**Objective:** Count how many lines of the material below contain the string "blue", matching case exactly. Reply with the number alone.

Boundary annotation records
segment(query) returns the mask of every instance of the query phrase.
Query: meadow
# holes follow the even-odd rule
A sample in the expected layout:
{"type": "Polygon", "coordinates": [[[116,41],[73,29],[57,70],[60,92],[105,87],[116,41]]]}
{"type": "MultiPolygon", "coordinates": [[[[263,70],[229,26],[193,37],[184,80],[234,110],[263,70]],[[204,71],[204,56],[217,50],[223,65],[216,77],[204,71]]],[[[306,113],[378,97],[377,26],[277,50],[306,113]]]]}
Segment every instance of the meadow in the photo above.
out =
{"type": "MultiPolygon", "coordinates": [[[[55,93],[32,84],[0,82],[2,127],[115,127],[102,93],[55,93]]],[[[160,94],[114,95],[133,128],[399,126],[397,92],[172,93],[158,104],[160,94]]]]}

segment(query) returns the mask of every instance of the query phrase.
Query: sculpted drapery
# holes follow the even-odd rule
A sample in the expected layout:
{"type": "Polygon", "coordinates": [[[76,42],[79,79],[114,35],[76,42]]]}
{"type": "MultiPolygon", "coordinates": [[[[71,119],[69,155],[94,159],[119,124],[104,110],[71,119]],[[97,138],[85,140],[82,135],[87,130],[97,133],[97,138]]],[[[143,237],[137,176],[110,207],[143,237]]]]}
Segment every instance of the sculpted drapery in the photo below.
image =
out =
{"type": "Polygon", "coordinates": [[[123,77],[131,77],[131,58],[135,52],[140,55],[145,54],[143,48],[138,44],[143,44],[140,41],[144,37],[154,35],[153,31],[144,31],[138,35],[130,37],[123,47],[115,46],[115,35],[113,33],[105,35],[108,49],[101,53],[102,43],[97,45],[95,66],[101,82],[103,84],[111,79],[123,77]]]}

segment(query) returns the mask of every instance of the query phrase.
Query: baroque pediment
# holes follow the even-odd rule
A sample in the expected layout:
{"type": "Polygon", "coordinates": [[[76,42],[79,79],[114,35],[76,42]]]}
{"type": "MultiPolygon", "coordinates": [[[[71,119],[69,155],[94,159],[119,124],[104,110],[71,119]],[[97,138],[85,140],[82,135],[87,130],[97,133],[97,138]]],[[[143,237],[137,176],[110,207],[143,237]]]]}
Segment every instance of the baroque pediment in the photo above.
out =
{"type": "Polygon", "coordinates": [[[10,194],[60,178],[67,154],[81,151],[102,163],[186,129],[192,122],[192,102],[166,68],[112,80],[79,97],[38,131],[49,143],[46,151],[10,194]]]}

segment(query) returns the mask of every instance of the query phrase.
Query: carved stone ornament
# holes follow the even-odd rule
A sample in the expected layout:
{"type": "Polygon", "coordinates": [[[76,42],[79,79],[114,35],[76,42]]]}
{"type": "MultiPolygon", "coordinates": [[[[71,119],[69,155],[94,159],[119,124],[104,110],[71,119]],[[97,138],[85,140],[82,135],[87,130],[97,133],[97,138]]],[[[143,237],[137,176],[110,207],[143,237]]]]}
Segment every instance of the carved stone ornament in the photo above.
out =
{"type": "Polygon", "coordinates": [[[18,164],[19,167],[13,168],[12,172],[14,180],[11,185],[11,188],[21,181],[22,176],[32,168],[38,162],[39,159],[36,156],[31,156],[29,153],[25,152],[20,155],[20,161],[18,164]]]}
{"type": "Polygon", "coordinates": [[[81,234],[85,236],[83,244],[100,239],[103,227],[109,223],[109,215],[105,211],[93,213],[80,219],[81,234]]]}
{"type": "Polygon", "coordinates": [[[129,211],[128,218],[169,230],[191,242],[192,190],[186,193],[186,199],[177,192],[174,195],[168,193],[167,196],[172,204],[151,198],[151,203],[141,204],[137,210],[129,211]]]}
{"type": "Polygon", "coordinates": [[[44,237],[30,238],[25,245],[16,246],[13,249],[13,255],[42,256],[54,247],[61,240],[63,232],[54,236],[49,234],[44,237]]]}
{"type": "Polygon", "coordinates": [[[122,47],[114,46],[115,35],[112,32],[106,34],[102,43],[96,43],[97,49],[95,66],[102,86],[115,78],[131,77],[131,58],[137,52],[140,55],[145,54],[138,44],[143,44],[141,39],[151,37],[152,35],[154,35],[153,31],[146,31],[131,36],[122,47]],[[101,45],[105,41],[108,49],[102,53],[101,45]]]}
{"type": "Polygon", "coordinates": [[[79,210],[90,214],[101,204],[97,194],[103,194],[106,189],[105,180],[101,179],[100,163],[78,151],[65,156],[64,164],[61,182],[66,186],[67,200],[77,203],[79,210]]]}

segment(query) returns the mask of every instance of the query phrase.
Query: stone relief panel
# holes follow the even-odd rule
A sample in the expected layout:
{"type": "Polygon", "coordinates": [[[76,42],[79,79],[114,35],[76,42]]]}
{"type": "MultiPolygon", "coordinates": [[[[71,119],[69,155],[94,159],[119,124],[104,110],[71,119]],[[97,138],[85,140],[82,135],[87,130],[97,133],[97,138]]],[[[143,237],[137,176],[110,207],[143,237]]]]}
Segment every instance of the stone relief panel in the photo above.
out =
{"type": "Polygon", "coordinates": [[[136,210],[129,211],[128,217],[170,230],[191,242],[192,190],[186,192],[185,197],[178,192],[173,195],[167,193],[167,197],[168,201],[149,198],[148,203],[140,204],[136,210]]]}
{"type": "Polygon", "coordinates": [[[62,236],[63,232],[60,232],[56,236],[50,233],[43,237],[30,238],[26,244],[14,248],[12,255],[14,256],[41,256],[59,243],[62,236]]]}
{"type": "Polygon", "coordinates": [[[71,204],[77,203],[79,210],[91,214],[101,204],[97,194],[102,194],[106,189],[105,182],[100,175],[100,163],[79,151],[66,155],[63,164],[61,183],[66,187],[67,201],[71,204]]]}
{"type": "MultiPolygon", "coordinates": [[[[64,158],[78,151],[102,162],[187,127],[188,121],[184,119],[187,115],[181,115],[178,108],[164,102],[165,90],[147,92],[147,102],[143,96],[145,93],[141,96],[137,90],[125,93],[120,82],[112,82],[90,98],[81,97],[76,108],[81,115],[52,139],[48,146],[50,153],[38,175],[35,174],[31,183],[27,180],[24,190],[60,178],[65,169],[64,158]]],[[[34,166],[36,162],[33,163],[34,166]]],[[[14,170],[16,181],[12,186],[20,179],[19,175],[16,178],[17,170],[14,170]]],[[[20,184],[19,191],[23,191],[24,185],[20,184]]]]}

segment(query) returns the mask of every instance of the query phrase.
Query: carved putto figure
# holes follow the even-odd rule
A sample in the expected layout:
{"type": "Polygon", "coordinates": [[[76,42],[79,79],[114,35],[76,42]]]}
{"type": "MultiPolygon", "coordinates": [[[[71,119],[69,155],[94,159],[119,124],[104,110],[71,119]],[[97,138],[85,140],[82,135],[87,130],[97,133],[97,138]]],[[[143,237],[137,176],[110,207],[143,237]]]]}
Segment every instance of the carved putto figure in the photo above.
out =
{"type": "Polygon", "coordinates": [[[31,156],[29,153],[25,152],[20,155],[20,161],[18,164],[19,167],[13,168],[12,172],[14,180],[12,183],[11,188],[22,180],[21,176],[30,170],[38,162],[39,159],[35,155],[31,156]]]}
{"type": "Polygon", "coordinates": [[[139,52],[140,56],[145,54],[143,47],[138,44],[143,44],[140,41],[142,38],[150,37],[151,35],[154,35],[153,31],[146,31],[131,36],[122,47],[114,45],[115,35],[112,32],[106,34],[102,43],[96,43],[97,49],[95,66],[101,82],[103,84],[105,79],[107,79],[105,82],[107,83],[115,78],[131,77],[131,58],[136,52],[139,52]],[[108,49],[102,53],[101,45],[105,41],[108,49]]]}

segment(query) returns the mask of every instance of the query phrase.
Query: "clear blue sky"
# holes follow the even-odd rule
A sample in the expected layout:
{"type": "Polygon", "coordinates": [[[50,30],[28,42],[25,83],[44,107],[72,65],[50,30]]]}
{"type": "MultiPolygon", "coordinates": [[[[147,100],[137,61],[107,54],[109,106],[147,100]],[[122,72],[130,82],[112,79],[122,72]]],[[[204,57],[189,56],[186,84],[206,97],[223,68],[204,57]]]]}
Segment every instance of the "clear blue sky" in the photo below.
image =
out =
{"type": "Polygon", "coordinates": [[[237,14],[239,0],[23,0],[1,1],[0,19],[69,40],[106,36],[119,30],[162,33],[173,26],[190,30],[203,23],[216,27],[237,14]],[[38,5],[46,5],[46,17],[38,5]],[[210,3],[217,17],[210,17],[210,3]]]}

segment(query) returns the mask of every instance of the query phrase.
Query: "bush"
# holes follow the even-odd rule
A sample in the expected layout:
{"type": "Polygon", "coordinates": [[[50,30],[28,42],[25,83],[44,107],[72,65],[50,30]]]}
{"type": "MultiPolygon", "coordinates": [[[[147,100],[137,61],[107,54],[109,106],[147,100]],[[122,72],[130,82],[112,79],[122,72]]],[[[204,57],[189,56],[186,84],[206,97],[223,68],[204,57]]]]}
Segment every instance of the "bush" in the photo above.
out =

**Response to the exercise:** 2